*List of tasks*
**A.** In the article below on how brains are built, researchers from which institution conducted the study?
**B.** Reproduce the stretch of the brain-development article from "The cerebral cortex in" through "causes cognitive problems." word for word.

Researchers discovered the fundamental process by which brains are built, according to a study published on May 30, 2018.
This study was conducted by the researchers at the King’s College London. This study is expected to be useful in understanding neurodevelopmental conditions such as autism and epilepsy. It also provides solutions to the mystery about how the delicate balance between different types of brain cells might be maintained across species with vastly different brain sizes.
The cerebral cortex in the human brain is responsible for many of our advanced abilities such as learning, memory and our ability to plan future actions. Excitatory and inhibitory neurons are the two types of brain cells, which is also called as ‘go’ and ‘no-go’ neurons. Excitatory ‘go’ neurons process the information and tell other neurons as to what they have to do. Inhibitory ‘no-go’ neurons is responsible for restricting the activity of excitatory neurons so that they don’t all go at the same time. Large number of ‘go’ leads to the over-firing of neurons, which is observed in people suffering from epilepsy, while too much ‘no-go’ causes cognitive problems.
Researchers have found methods to balance the number of ‘go’ and ‘no-go’ neurons by studying the brains of developing mice. One of the researchers said, “This study fills a big gap in our understanding of how the brain is built, explaining quite simply how the balance of excitatory and inhibitory neurons in the cerebral cortex has remained constant as mammals have evolved. It is probable that this process has been critical in allowing human brains to expand.”

*Extracted information*
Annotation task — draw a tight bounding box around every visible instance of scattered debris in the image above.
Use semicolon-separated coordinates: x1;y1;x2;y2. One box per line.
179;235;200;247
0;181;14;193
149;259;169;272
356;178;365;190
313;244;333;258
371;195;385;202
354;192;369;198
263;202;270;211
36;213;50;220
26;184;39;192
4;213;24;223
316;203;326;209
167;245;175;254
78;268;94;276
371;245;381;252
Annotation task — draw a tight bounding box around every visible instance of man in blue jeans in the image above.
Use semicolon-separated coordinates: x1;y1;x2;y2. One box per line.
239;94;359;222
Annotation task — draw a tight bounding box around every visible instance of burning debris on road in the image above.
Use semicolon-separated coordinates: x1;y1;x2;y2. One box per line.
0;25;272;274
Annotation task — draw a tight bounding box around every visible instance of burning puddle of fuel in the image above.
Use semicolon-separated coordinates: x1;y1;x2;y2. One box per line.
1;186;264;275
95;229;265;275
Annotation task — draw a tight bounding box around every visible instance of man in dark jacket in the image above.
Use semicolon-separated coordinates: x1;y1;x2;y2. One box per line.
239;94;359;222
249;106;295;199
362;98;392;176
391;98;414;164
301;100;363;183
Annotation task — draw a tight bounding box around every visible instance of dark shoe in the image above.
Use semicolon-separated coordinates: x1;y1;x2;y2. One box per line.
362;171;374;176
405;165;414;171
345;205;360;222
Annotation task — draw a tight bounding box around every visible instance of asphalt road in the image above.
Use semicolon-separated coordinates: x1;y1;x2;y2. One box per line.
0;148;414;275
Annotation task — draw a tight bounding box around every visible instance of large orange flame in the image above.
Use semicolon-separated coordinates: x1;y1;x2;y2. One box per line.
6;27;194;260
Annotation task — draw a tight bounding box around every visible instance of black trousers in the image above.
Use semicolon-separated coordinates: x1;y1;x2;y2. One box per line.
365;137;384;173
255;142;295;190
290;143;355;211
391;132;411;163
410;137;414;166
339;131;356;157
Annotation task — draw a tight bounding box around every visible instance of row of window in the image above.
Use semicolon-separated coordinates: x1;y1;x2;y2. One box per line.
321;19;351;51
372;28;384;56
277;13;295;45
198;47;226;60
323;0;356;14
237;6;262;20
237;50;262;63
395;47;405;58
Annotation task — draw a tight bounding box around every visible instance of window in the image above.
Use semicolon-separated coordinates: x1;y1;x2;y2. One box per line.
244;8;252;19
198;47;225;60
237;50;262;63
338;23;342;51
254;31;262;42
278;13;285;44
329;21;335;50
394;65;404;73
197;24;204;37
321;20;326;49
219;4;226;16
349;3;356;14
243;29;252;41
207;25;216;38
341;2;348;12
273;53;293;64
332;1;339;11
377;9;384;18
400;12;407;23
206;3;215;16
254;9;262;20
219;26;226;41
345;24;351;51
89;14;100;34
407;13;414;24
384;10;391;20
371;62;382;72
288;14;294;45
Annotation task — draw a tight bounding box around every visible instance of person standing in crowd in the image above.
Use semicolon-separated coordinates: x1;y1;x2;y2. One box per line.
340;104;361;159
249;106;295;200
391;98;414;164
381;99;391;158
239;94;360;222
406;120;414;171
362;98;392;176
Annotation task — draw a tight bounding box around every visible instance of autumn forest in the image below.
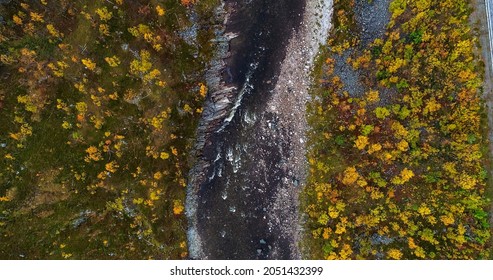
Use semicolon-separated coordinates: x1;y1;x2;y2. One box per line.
0;0;493;260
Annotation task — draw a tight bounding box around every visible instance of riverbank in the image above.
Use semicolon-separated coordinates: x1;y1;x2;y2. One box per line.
187;1;331;259
303;0;491;259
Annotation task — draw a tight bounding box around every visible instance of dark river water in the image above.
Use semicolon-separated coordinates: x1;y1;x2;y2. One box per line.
196;0;305;259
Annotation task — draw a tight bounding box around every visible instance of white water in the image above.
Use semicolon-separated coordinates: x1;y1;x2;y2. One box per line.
186;0;332;259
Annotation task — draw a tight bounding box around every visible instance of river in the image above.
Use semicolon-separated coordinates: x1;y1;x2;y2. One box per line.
187;0;332;259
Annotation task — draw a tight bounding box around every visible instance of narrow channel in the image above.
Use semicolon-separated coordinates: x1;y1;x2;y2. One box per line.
187;0;331;259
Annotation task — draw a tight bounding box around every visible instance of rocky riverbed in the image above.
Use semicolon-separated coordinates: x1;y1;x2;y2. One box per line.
187;0;332;259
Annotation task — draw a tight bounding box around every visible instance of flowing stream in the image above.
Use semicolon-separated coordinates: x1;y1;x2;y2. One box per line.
186;0;332;259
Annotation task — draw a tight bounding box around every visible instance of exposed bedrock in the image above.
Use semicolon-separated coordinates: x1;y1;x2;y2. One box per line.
186;0;332;259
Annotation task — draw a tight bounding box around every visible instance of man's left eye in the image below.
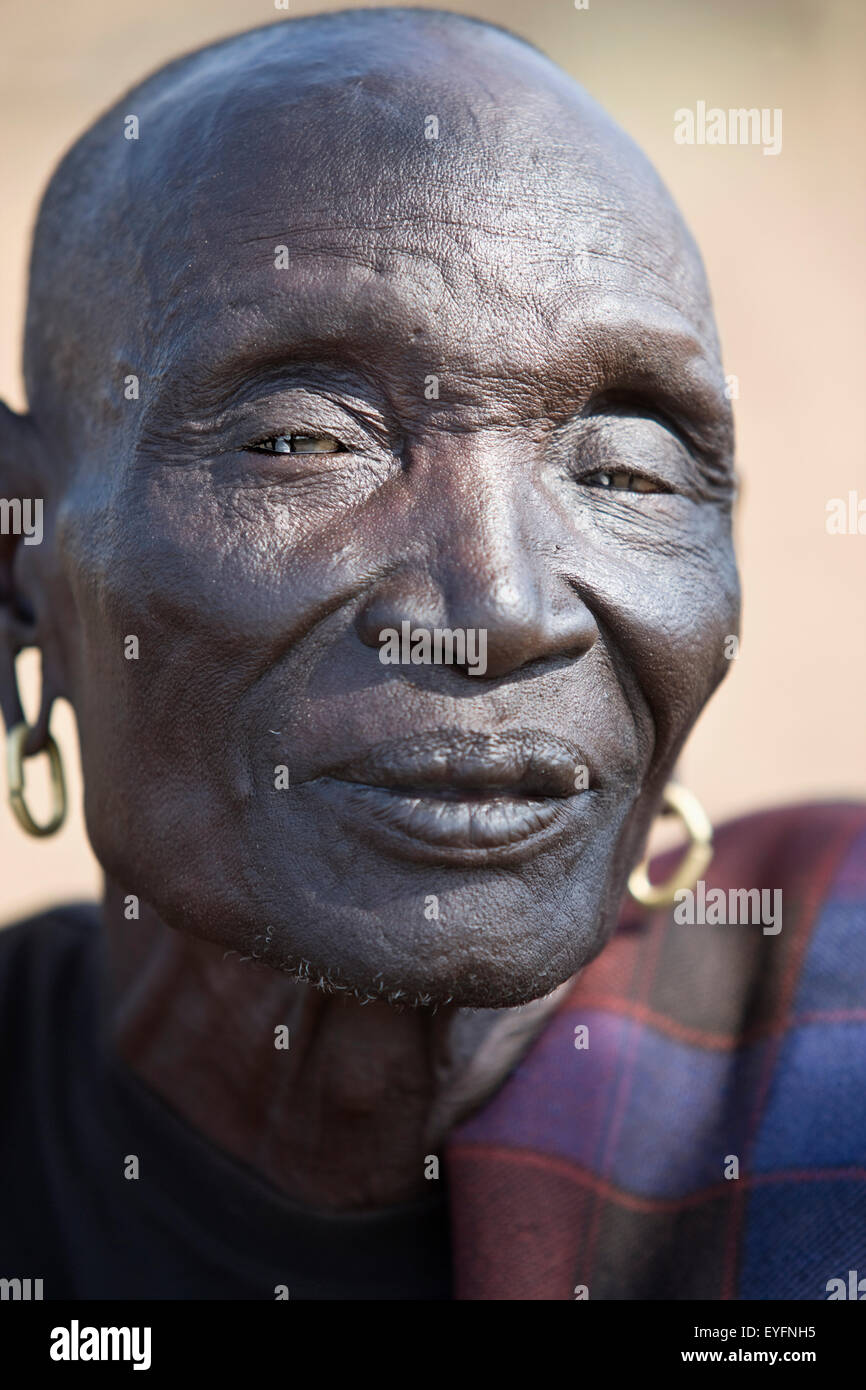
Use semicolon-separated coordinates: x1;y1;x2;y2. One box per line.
249;435;346;453
581;470;667;492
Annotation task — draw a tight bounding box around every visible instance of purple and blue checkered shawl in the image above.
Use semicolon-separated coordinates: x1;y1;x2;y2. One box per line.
448;805;866;1300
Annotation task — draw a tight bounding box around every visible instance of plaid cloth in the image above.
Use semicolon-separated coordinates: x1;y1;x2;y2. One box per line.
448;805;866;1300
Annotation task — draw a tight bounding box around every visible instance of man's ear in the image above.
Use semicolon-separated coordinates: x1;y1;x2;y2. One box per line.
0;400;56;752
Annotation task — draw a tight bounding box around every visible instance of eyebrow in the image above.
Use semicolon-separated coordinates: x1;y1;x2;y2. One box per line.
142;276;734;492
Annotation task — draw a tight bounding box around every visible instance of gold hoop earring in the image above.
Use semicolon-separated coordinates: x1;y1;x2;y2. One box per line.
628;783;713;908
6;721;67;837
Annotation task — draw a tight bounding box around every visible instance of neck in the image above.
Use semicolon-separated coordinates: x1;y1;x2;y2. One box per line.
103;883;567;1211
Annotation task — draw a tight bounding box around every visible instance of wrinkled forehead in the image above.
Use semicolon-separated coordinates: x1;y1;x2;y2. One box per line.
122;38;713;364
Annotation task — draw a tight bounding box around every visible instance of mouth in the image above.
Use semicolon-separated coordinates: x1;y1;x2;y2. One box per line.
308;730;591;863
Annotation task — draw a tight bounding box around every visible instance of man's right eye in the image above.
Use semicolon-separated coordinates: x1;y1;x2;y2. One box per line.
247;435;346;453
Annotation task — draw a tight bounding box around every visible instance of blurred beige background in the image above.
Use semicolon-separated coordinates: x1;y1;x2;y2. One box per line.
0;0;866;922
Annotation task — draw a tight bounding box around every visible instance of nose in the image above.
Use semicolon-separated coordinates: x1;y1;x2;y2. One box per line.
356;430;598;680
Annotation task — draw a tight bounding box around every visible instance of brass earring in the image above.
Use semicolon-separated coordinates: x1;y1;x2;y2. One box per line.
6;721;67;835
628;783;713;908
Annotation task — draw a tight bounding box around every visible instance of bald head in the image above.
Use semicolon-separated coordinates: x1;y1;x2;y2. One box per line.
0;10;738;1006
25;10;719;478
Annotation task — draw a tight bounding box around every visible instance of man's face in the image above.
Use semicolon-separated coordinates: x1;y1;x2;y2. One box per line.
47;27;737;1006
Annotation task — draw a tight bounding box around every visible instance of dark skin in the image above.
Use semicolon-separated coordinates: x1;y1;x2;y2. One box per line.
0;11;738;1208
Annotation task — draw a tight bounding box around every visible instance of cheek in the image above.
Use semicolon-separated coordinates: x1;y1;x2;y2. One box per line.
574;499;740;758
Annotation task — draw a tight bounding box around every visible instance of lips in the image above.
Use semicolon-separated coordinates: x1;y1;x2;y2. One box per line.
313;730;592;860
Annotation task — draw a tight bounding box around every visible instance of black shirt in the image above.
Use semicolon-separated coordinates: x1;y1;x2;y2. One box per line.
0;906;452;1300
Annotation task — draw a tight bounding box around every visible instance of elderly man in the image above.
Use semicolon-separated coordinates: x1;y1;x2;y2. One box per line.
0;10;866;1300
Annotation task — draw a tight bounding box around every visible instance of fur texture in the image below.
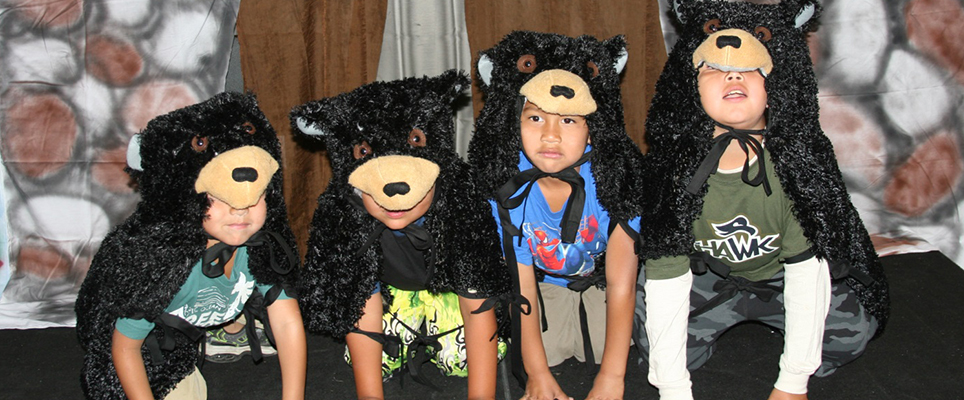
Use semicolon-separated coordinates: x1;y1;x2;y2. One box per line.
641;0;889;333
469;31;641;225
76;93;298;399
291;70;509;340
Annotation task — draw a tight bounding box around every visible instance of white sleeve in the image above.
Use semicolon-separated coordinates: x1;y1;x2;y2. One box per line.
772;257;830;394
644;269;693;400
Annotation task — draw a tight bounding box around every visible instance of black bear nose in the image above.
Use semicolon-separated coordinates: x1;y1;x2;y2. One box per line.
382;182;411;197
231;167;258;182
716;35;743;49
549;85;576;99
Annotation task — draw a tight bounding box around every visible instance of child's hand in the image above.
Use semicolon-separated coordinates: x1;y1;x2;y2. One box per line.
519;373;573;400
767;388;807;400
586;372;624;400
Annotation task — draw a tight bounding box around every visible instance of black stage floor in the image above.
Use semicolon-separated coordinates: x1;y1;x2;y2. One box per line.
0;252;964;400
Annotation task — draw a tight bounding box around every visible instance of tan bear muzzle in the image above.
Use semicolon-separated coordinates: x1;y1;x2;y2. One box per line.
348;155;439;211
194;146;278;209
693;29;773;77
519;69;596;116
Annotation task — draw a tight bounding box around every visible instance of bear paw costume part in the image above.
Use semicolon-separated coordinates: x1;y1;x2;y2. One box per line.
76;93;298;399
639;0;889;333
291;70;510;340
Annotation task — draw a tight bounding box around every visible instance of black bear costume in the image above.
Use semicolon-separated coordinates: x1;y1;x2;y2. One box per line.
640;0;889;334
76;93;298;399
468;31;642;386
291;70;509;350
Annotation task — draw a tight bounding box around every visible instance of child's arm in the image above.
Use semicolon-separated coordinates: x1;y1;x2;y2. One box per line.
459;296;499;400
110;328;154;400
770;257;830;399
345;293;385;400
643;257;693;400
518;263;570;400
268;299;308;400
587;226;639;400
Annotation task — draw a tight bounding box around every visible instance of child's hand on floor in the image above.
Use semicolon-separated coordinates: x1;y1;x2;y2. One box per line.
519;373;573;400
767;388;807;400
586;372;625;400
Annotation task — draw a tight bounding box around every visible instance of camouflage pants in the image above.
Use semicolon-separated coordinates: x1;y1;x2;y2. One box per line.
633;270;877;377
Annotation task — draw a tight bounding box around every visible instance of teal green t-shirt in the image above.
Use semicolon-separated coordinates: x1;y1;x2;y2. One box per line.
114;247;290;339
646;149;810;281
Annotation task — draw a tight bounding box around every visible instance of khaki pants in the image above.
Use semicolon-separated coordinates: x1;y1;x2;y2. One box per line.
536;282;606;367
164;367;208;400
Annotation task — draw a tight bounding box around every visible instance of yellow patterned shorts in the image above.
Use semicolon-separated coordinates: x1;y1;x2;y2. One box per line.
345;285;507;379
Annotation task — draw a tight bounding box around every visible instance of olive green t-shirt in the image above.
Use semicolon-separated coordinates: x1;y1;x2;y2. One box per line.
646;149;810;281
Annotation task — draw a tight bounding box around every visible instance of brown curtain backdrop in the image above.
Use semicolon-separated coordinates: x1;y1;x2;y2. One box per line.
237;0;386;255
465;0;666;148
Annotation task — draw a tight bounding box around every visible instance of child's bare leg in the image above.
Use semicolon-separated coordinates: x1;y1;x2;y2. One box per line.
345;293;385;400
518;264;570;400
587;226;638;400
459;296;499;400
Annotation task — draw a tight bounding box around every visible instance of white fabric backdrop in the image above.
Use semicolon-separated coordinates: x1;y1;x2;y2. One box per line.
0;0;240;328
377;0;474;157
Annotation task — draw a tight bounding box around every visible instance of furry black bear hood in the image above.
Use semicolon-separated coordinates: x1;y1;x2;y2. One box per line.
76;93;298;399
641;0;889;329
468;31;642;225
291;70;510;339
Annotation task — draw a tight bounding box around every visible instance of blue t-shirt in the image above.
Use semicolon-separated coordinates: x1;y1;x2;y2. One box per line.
114;247;290;340
489;146;639;286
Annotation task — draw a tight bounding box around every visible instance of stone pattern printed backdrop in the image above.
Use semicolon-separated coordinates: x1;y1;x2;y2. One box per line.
0;0;240;328
810;0;964;265
0;0;964;328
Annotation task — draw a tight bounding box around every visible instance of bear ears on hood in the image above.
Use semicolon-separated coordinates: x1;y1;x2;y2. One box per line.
670;0;820;34
291;69;471;142
476;31;629;94
127;92;281;208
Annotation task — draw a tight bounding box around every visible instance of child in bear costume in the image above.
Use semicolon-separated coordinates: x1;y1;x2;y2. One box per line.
76;93;306;399
469;31;641;399
635;0;889;399
291;70;510;398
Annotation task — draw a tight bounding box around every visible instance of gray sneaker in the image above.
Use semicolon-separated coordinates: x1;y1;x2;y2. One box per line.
204;326;278;363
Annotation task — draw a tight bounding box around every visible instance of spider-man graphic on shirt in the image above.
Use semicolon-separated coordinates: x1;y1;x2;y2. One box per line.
523;215;606;275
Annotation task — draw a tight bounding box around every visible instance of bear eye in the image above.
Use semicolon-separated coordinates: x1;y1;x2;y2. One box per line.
703;18;723;35
753;26;773;42
355;142;372;160
515;54;538;74
191;136;208;153
408;128;428;147
241;121;258;135
586;61;599;78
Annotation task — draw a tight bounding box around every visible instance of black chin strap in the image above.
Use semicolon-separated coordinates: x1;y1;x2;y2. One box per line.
355;221;434;257
496;150;593;243
201;230;298;278
686;121;772;196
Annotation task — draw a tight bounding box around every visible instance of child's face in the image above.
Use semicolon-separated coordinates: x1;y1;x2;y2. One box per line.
697;66;767;129
361;186;435;231
521;102;589;173
203;194;268;246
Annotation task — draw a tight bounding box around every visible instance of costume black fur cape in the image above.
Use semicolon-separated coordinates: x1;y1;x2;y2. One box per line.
640;0;889;333
76;93;298;399
468;31;642;225
291;70;510;339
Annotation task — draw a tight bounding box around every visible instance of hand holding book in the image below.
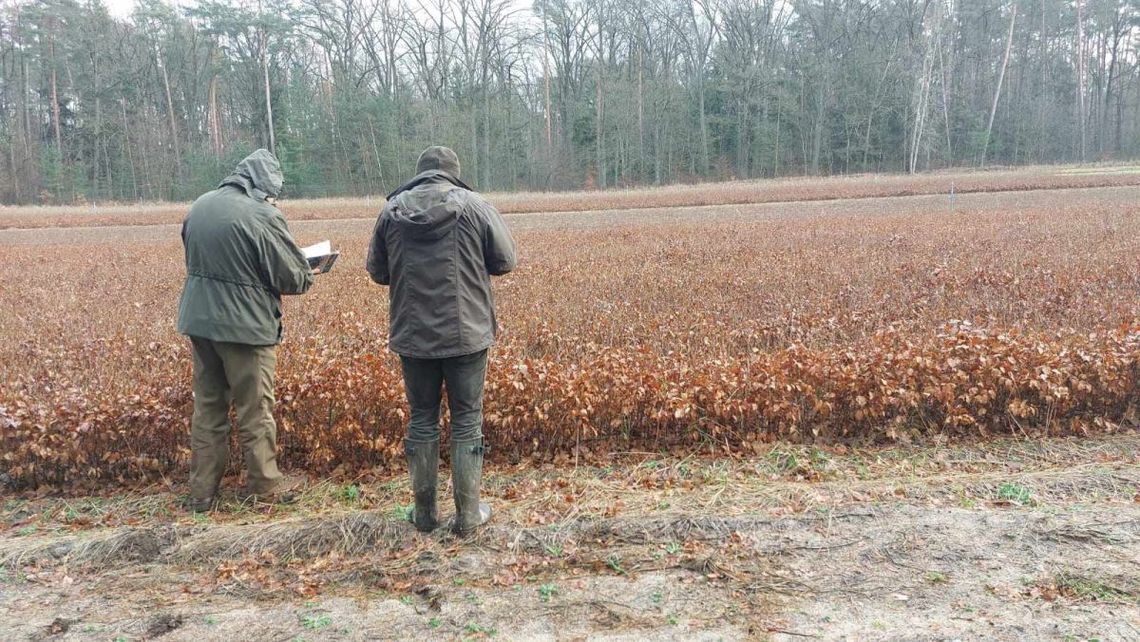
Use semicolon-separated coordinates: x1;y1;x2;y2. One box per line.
301;241;341;274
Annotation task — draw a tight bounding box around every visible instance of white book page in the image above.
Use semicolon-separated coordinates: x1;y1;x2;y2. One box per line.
301;241;333;259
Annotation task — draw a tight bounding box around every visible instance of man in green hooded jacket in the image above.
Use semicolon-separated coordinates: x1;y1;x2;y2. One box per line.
178;149;312;512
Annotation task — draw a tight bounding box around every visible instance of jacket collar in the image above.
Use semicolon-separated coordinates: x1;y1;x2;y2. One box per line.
388;170;474;201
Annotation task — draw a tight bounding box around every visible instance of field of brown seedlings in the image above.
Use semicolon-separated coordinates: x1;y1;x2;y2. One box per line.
0;165;1140;229
0;181;1140;489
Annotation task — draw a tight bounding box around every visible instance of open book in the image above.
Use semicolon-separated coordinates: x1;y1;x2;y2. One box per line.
301;241;341;274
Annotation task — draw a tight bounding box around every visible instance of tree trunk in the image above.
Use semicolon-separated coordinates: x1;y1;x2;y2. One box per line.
1076;0;1089;164
261;29;277;155
982;2;1017;166
48;40;64;151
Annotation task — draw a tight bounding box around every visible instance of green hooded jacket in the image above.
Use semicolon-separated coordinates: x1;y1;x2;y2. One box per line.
178;149;312;346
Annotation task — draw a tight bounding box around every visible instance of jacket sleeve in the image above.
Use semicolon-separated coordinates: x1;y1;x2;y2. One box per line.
258;209;312;294
479;201;519;276
365;210;392;285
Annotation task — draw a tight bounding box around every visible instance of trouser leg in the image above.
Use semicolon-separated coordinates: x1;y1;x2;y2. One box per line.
443;350;491;535
219;343;283;495
442;350;487;441
400;357;443;533
190;336;230;502
400;357;443;441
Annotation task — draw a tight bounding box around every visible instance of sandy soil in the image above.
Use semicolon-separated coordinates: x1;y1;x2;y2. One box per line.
0;433;1140;641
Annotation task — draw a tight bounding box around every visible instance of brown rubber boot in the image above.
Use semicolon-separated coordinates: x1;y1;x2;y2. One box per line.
404;439;439;533
450;437;491;537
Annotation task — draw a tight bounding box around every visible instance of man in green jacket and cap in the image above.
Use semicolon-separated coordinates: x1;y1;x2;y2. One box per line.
367;147;515;535
178;149;312;512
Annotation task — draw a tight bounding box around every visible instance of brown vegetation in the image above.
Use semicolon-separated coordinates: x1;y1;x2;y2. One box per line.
0;168;1140;229
0;185;1140;485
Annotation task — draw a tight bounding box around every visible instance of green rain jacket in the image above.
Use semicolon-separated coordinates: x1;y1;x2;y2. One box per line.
178;149;312;346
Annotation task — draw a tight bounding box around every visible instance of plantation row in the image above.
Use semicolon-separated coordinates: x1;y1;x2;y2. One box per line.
0;168;1140;229
0;189;1140;488
0;326;1140;487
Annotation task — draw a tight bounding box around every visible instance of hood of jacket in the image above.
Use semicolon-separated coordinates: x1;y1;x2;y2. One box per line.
388;170;471;241
218;149;285;201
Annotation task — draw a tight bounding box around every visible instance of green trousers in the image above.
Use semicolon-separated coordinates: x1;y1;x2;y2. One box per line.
190;336;282;499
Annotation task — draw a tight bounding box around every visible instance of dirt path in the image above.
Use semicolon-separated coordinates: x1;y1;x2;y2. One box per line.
0;433;1140;641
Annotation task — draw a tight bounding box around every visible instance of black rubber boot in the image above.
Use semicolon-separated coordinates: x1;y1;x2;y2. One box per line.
451;437;491;536
404;439;439;533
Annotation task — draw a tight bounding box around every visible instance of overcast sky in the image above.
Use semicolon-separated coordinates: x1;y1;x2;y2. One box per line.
103;0;534;18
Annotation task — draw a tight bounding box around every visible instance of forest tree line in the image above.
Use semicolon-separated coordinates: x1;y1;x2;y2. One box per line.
0;0;1140;203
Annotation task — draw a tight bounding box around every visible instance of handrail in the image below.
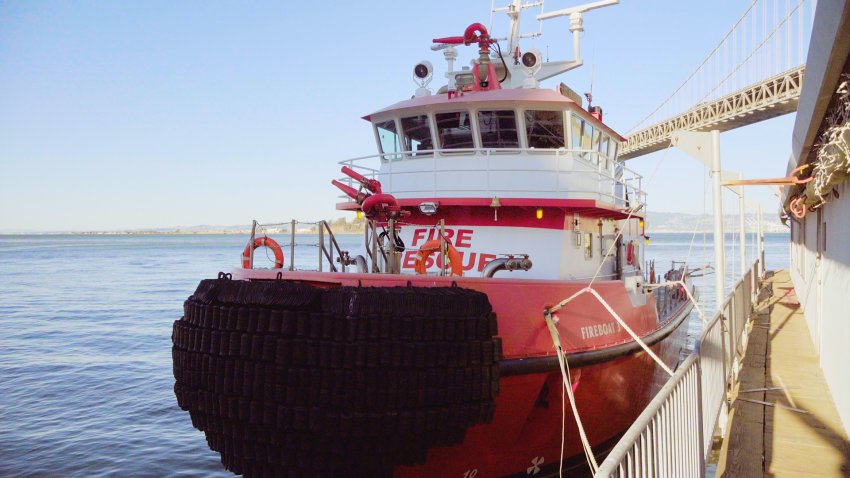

*Per-task answers*
**A.** King's College London

**B.**
The cerebral cortex in the human brain is responsible for many of our advanced abilities such as learning, memory and our ability to plan future actions. Excitatory and inhibitory neurons are the two types of brain cells, which is also called as ‘go’ and ‘no-go’ neurons. Excitatory ‘go’ neurons process the information and tell other neurons as to what they have to do. Inhibitory ‘no-go’ neurons is responsible for restricting the activity of excitatory neurons so that they don’t all go at the same time. Large number of ‘go’ leads to the over-firing of neurons, which is observed in people suffering from epilepsy, while too much ‘no-go’ causes cognitive problems.